• **The task**: Please give the lines of the records as a JSON list of strings, one string per line and no blank lines, starting at the line that contains "Reviewer note: confirm that each instance of the flour dusting" and stopping after the line that contains "column 509, row 684". Include both of those lines and nothing outside that span.

## START Records shown

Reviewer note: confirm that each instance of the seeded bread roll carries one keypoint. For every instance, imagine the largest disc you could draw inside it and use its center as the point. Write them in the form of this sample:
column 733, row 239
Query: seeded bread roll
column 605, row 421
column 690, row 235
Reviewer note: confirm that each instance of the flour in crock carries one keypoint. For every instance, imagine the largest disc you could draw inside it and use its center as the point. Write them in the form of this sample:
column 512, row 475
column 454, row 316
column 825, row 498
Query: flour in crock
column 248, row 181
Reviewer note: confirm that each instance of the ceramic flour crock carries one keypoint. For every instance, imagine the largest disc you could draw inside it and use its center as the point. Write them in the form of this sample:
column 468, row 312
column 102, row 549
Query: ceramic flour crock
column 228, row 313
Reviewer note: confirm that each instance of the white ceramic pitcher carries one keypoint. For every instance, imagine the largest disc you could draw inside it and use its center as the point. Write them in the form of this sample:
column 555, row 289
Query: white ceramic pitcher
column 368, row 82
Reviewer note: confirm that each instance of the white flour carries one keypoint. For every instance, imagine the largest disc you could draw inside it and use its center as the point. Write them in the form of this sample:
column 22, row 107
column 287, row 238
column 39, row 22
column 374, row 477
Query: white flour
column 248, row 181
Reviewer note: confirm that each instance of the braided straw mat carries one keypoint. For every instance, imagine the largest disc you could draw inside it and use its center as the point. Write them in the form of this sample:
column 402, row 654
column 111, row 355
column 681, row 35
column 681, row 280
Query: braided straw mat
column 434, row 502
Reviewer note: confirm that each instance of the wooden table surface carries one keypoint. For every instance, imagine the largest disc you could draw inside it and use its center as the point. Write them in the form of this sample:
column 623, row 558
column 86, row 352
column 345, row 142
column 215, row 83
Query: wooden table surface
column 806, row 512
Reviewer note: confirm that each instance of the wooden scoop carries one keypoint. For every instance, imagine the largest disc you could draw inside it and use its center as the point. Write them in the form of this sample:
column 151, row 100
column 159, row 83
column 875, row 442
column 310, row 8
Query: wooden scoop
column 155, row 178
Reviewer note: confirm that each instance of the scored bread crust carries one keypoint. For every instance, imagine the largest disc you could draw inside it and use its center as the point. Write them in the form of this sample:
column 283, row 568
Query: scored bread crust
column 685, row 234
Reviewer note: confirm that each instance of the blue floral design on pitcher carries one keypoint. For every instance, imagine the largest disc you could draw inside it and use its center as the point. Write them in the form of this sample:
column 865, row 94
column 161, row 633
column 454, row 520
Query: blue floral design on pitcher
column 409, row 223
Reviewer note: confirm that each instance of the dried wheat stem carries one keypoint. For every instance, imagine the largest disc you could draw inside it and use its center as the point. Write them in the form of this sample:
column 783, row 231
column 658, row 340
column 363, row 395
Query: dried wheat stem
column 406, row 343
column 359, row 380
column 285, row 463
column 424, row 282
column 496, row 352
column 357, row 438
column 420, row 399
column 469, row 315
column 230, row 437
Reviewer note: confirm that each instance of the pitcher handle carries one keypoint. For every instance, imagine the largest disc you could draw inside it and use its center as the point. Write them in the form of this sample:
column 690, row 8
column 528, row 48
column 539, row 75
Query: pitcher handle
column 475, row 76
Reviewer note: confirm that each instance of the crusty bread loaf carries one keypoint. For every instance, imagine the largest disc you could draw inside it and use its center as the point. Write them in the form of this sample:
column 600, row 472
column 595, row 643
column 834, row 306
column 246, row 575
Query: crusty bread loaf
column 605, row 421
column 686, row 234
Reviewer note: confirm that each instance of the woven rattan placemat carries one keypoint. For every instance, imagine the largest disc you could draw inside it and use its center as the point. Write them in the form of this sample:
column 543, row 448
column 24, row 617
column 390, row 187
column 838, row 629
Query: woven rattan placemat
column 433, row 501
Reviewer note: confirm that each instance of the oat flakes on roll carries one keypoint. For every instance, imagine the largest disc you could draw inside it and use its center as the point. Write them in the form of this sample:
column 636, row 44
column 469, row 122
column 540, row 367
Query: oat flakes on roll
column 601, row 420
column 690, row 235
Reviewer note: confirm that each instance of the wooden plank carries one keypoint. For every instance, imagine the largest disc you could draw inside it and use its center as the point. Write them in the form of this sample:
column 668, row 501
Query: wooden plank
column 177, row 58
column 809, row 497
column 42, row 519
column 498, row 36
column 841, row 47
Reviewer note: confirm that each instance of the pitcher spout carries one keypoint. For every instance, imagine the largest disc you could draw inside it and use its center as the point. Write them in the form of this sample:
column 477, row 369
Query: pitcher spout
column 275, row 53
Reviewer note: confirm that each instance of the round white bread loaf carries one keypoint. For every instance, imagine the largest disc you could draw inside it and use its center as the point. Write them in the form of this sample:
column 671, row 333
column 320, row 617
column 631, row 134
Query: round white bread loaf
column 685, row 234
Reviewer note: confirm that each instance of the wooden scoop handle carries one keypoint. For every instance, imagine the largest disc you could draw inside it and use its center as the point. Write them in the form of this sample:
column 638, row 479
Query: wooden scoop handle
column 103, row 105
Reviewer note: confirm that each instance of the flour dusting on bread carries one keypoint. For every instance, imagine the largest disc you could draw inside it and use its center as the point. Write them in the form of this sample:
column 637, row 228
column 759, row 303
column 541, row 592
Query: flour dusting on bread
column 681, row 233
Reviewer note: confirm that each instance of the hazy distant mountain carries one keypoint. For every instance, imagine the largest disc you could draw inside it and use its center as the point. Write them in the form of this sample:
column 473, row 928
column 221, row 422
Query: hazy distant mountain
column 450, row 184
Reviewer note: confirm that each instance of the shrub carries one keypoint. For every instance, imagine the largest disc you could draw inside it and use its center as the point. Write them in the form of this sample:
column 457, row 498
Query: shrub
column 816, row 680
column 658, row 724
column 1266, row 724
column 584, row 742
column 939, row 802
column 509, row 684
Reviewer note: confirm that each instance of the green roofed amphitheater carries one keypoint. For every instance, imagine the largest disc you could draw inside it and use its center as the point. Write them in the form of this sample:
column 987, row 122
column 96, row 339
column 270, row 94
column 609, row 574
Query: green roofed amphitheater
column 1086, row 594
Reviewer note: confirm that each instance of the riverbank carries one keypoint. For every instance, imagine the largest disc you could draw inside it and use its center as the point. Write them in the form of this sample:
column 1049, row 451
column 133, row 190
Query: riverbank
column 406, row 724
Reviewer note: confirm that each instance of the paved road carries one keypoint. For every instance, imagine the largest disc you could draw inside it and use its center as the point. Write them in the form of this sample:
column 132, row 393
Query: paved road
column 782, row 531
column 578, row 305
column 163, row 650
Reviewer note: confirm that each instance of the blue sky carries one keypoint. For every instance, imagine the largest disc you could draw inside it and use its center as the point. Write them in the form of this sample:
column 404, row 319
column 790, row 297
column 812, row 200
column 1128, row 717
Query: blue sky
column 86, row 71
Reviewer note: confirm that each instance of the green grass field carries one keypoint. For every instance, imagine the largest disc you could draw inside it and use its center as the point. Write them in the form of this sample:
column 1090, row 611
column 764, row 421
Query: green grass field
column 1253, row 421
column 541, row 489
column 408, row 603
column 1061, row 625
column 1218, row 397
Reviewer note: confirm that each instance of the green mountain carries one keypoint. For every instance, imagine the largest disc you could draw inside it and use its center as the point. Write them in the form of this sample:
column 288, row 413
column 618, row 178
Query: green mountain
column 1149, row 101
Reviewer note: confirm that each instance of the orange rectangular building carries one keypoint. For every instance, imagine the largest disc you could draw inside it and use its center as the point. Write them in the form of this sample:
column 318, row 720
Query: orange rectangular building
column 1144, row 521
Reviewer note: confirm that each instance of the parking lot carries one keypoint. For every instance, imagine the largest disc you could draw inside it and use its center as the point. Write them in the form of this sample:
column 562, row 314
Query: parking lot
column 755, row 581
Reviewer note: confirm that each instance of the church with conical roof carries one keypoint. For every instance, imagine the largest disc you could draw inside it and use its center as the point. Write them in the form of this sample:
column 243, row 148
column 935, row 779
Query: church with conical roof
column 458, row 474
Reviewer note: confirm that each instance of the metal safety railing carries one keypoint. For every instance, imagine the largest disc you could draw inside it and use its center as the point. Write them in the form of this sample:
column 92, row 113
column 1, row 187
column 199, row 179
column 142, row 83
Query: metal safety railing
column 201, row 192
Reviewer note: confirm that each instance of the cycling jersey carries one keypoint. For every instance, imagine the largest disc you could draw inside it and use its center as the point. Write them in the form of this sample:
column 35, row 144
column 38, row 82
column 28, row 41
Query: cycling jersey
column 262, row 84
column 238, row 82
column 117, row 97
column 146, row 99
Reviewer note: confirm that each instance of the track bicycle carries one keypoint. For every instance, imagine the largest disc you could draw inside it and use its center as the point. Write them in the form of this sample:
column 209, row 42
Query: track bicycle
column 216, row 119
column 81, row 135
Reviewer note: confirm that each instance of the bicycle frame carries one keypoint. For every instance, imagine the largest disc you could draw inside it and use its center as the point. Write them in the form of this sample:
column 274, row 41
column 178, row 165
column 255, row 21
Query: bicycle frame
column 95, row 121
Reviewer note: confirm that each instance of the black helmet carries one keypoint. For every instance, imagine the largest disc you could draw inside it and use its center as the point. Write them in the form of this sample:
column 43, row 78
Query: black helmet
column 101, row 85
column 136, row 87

## END Records shown

• **Full solution**:
[
  "Reviewer note: confirm that each instance of the flour dusting on bread carries one keypoint. For every instance, imagine the largest disc you could draw inside it and use its center as the point. Write them in the form of this sample:",
  "column 637, row 228",
  "column 759, row 303",
  "column 541, row 592",
  "Query: flour dusting on bread",
  "column 681, row 233",
  "Reviewer note: confirm that each instance of the hazy distant mountain carries one keypoint. For every instance, imagine the largest disc you could draw inside it and use its center as the point. Write them in the form of this sample:",
  "column 473, row 928",
  "column 221, row 422",
  "Query: hazy distant mountain",
  "column 450, row 184",
  "Reviewer note: confirm that each instance of the shrub carries one keypoint. For every instance, imagine the largest disc you could draw inside it and use its center as the point. Write them in the form of this sample:",
  "column 457, row 498",
  "Query: shrub",
  "column 816, row 680",
  "column 658, row 724",
  "column 1266, row 724",
  "column 584, row 742",
  "column 939, row 802",
  "column 509, row 684"
]